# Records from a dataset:
Start of Block
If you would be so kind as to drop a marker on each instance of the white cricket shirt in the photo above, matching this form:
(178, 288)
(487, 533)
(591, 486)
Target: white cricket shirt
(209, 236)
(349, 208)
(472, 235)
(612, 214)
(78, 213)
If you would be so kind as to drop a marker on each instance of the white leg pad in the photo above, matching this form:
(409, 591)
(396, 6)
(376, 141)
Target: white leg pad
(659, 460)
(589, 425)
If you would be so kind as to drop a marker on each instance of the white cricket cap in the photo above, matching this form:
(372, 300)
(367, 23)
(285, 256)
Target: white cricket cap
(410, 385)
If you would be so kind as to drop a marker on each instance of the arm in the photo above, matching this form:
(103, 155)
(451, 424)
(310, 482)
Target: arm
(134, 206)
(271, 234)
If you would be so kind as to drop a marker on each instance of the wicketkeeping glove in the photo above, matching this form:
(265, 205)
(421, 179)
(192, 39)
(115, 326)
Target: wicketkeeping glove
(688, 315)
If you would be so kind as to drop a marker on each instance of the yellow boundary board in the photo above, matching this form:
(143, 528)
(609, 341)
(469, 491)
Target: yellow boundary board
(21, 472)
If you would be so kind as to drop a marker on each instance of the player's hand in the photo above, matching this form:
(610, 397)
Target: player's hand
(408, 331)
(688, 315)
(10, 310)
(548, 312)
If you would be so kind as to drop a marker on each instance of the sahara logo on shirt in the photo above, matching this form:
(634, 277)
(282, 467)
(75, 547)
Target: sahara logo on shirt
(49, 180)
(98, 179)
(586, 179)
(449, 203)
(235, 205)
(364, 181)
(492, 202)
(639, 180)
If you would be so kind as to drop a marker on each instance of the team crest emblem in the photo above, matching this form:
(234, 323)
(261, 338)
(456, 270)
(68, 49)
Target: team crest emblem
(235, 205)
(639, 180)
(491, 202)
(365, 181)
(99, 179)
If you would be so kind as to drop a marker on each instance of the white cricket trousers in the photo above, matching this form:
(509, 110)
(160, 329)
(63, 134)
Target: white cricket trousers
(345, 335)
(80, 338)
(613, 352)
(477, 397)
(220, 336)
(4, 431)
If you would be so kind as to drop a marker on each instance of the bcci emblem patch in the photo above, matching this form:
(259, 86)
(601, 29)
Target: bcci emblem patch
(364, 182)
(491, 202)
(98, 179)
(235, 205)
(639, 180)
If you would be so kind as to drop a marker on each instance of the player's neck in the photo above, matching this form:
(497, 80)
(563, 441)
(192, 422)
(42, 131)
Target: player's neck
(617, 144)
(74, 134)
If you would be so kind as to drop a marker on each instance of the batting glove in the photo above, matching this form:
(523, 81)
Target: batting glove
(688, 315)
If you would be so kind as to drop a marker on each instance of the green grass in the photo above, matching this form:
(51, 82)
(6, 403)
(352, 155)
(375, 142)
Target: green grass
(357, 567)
End of Block
# About this exercise:
Retype the lines above, keeping every character.

# Result of the task:
If you would be so kind as to drop a marker on each instance of the white cricket shirt in the photo above, matching this form:
(178, 288)
(487, 533)
(591, 486)
Target: white cricket shirt
(209, 236)
(349, 208)
(472, 235)
(612, 214)
(78, 213)
If you would be so kind as to drop a marker on each instance of the white leg pad in the photo above, matching this form:
(409, 591)
(396, 6)
(376, 141)
Target: white leg pad
(659, 460)
(589, 425)
If you would be so kind as to drop a marker on each instance of the white cricket cap in the photo above, matching this form:
(372, 300)
(367, 23)
(285, 256)
Target: white cricket cap
(410, 385)
If you would be so kind as to drop a marker on each instance of the arm in the photo above, matching this form:
(103, 155)
(451, 424)
(310, 482)
Target: arm
(134, 206)
(271, 234)
If you would be so kind as to drop a marker on each instance of the wicketkeeping glove in the photo above, matching this form:
(265, 205)
(421, 179)
(192, 39)
(115, 326)
Target: wicketkeeping glove
(688, 315)
If you would be so kind as to drop a marker on each instance of the yellow boundary board in the photo above, matching this form:
(143, 528)
(609, 341)
(469, 491)
Target: yellow boundary board
(21, 472)
If you would be so kind as to drop a marker on each instance of the player's hand in the photo above, matching this form:
(610, 397)
Target: player's hand
(408, 331)
(688, 315)
(10, 310)
(548, 312)
If you would be so kind as to drop a marker on each instance of the sahara logo on shirt in the photo above, matching this form:
(634, 277)
(282, 467)
(75, 547)
Target: sahara logo on shirt
(49, 180)
(98, 179)
(586, 179)
(449, 203)
(235, 205)
(364, 181)
(492, 202)
(639, 180)
If you would be so kind as to drop a marker on each instance of the team crest emblem in the photo above, matching this form:
(234, 323)
(261, 338)
(456, 270)
(68, 49)
Target: team crest emblem
(235, 205)
(639, 180)
(491, 202)
(365, 181)
(99, 179)
If you would be so kind as to drop a marker on each instance of the white cricket trousers in the photo above, matching this form:
(509, 110)
(160, 329)
(63, 134)
Target: white cricket trousers
(345, 335)
(80, 338)
(613, 352)
(477, 397)
(220, 336)
(4, 431)
If you would be so kind as to drop a marker on each instance of the bcci emblem patch in the photo above, matching this form:
(259, 86)
(601, 29)
Target: bcci emblem patch
(364, 182)
(491, 202)
(98, 179)
(235, 205)
(639, 180)
If you would be so kind as to drop a marker on each instance of the player's neck in the photo above, matching this form:
(497, 80)
(563, 441)
(192, 422)
(42, 131)
Target: player's neck
(617, 144)
(74, 134)
If you would be so kind as to drop a marker on each instance of the batting glove in the photo above, matching this form:
(523, 81)
Target: batting glove
(688, 315)
If you would be so kind as to drop a marker on each instance of the green grass in the photo above, matching this form:
(51, 82)
(6, 403)
(352, 155)
(375, 142)
Target: green grass
(357, 567)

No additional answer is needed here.